═════ INPUT DATA
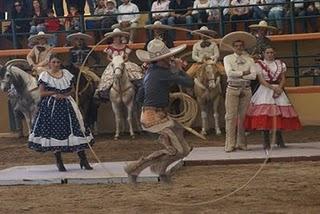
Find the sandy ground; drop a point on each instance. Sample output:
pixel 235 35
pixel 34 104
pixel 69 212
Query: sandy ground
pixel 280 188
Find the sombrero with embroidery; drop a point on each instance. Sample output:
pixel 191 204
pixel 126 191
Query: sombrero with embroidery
══════════
═════ INPUT DATA
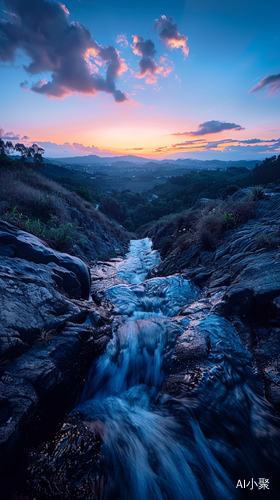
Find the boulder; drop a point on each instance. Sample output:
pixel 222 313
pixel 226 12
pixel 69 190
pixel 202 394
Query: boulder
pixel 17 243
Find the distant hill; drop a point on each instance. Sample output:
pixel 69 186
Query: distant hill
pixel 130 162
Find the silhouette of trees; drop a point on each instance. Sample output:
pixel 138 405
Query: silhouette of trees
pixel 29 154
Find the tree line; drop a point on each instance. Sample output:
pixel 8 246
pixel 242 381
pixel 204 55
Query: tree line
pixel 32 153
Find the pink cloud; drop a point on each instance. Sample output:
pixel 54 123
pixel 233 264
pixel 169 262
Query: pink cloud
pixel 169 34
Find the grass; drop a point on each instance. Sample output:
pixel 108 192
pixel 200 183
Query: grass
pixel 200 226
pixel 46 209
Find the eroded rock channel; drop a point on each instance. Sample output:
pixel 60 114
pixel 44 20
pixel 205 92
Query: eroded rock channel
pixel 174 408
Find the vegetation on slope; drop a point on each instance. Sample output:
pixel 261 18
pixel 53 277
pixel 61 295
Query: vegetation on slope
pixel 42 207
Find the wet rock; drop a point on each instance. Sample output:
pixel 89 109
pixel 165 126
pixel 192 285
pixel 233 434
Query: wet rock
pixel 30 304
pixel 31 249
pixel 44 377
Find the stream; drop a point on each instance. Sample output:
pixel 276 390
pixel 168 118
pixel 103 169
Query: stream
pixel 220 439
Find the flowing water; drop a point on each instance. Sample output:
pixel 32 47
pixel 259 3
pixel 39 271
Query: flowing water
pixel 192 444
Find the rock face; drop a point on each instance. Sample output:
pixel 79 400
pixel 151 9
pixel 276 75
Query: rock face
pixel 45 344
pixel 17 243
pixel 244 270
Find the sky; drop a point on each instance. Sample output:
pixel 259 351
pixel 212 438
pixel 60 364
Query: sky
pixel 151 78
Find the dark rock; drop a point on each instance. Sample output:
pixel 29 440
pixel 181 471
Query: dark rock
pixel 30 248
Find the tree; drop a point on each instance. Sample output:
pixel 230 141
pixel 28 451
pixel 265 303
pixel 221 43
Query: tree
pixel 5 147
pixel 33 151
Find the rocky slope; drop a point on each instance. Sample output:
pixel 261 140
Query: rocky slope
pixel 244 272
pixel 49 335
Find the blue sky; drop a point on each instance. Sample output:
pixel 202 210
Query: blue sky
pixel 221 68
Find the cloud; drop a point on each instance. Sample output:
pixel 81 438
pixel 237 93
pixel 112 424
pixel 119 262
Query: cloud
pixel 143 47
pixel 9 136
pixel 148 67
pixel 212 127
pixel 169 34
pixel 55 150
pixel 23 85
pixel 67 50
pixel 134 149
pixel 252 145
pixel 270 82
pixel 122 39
══════════
WORK TO BE COMPLETED: Lines in the data that include the word "sombrero" should all be copied.

RESPONSE TO THIS EXERCISE:
Find the sombrero with embroidery; drop a point on each instance. Sample output:
Query: sombrero with embroidery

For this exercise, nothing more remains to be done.